### Text to read:

○ ○ ○ ○ ○

Exhibit 10.1
INDEMNIFICATION
AGREEMENT
This INDEMNIFICATION AGREEMENT is
made as of January 31, 2007 (this “ Agreement
”), by and among MidOcean SBR Holdings, LLC, a Delaware
limited liability company (“ Parent ”), Sbarro,
Inc., a New York corporation and a wholly-owned subsidiary of
Parent (the “ Company ” and, together with
Parent, “ Sbarro ”), and [
] (the “ Indemnitee ”).
WITNESSETH
:
WHEREAS, Sbarro seeks to attract and
retain the most capable persons available to serve as its directors
and officers;
WHEREAS, such persons require
substantial protection against personal liability arising out of
their faithful service to Sbarro;
WHEREAS, Section 6.8 of
Parent’s Amended and Restated Limited Liability Company
Agreement (the “ LLC Agreement ”) provides that
Parent shall indemnify its directors and officers to the fullest
extent permitted by the Delaware General Corporation Law, as if it
were applicable to Parent; and
WHEREAS, in recognition of
Sbarro’s desire to retain the services of the Indemnitee and
in furtherance of Sbarro’s policy, Sbarro desires to provide
the Indemnitee with the right to indemnification and the
advancement of expenses and the Indemnitee desires to receive such
right, all upon the terms and subject to the conditions contained
herein.
NOW, THEREFORE, in consideration of
the mutual promises, the Indemnitee’s continued service to
Sbarro and the mutual covenants contained herein, the parties
hereby agree as follows:
1. Right to Indemnification
.
(a) Third Party Actions, Suits
and Proceedings . Each Indemnitee who was or is made a party or
is threatened to be made a party to or is involved in or
participates as a witness with respect to any action, suit or
proceeding, whether civil, criminal, administrative or
investigative (other than an action by or in the right of Sbarro),
by reason of the fact that he or she, or a person of whom he or she
is the legal representative, is or was a director or officer of
Sbarro, or is or was serving at the request of Sbarro as a manager,
director, officer, employee, fiduciary, or agent of another limited
liability company or of a corporation, partnership, joint venture,
trust or other enterprise (hereinafter a “ Proceeding
”), shall be indemnified and held harmless by Sbarro, to the
extent permitted by applicable law, at all times to the fullest
extent permitted by the Delaware General Corporation Law, as if it
were applicable to Sbarro and as in effect from time to time,
against all expenses (including attorneys’ fees), judgments,
fines and amounts paid in settlement actually and reasonably
incurred by such Indemnitee in connection with such Proceeding if
such Indemnitee acted in good faith and in a manner such Indemnitee
reasonably believed to be in, or not opposed to, the best interests
of Sbarro and, with respect to any criminal action or Proceeding,
had no reasonable cause to believe such Indemnitee’s conduct
was unlawful. The termination of any action, suit or Proceeding by
judgment, order, settlement, conviction, or upon
a plea of nolo contendere or its
equivalent, shall not, of itself, create a presumption that the
Indemnitee did not act in good faith and in a manner which such
Indemnitee reasonably believed to be in, or not opposed to, the
best interests of Sbarro, or, with respect to any criminal action
or Proceeding that the Indemnitee had reasonable cause to believe
that his or her conduct was unlawful.

○ ○ ○ ○ ○

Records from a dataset

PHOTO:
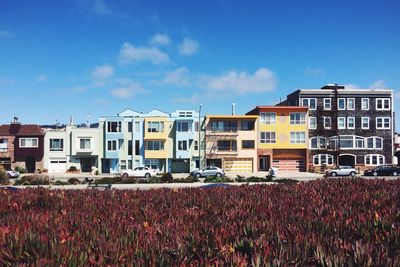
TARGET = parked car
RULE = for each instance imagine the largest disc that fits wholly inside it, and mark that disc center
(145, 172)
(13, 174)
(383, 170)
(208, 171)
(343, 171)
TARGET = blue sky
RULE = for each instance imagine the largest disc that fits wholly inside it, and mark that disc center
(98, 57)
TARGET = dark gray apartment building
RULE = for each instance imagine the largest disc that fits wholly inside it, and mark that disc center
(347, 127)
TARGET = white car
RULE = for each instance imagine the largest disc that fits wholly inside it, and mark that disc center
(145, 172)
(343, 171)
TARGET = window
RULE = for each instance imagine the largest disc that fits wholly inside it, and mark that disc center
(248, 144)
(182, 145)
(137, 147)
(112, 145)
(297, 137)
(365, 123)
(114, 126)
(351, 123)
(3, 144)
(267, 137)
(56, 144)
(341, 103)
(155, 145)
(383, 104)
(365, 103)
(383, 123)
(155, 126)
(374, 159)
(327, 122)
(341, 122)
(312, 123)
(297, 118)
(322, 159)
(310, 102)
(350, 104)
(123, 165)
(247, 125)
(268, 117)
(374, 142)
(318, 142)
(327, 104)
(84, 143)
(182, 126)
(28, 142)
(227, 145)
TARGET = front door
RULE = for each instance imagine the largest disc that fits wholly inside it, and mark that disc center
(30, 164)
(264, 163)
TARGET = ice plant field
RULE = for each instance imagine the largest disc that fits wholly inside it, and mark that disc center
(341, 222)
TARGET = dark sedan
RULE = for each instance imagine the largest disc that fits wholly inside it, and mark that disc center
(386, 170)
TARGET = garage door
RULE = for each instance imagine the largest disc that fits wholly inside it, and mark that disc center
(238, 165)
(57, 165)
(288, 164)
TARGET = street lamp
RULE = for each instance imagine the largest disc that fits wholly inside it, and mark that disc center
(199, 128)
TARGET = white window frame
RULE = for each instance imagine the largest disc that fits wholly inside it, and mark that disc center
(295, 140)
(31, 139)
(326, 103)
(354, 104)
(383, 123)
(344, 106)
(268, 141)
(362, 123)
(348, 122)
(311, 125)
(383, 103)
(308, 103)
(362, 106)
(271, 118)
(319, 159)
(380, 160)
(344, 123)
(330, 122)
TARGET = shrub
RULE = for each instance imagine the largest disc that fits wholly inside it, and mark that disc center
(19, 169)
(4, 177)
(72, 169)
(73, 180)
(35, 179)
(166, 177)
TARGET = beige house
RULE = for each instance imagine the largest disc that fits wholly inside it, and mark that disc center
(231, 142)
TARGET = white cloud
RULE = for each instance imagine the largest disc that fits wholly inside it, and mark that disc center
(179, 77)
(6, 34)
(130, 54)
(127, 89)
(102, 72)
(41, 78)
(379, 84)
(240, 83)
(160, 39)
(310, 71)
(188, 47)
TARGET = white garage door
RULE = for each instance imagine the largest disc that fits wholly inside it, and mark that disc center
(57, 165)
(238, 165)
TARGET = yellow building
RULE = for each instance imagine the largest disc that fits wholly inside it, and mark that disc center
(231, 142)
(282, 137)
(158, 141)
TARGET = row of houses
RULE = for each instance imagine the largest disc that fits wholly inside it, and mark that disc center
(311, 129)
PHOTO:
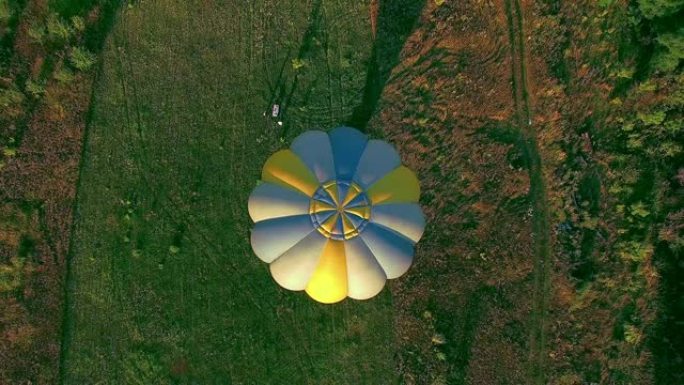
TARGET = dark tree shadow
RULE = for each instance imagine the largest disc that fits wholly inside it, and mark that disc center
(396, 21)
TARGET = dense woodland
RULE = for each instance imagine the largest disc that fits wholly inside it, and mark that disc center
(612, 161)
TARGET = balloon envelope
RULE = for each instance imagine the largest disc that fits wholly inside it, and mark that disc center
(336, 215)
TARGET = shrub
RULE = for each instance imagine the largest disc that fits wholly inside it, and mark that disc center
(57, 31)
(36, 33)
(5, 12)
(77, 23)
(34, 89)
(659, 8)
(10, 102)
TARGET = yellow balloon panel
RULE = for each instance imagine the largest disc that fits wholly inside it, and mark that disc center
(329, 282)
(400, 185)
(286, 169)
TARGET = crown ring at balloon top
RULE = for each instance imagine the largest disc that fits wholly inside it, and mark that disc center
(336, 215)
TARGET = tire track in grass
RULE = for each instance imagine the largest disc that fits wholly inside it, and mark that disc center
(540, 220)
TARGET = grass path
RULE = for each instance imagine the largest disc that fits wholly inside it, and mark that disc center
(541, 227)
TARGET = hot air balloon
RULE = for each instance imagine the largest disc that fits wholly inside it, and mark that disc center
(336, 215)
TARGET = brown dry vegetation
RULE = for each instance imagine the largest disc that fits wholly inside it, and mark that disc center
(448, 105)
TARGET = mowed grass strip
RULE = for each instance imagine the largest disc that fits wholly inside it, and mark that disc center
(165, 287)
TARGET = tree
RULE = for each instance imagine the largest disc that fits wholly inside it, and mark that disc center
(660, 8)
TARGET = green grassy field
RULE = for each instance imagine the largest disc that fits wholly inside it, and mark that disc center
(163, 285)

○ ○ ○ ○ ○

### Goal A:
In the indemnification agreement, under which state's law is Sbarro, Inc. incorporated?
### Goal B:
List every line of the listing that contains the string "dark", treating uppercase and lowercase letters as different.

### Final result A:
New York.

### Final result B:
TARGET = dark gray apartment building
TARGET = dark sedan
TARGET = dark tree shadow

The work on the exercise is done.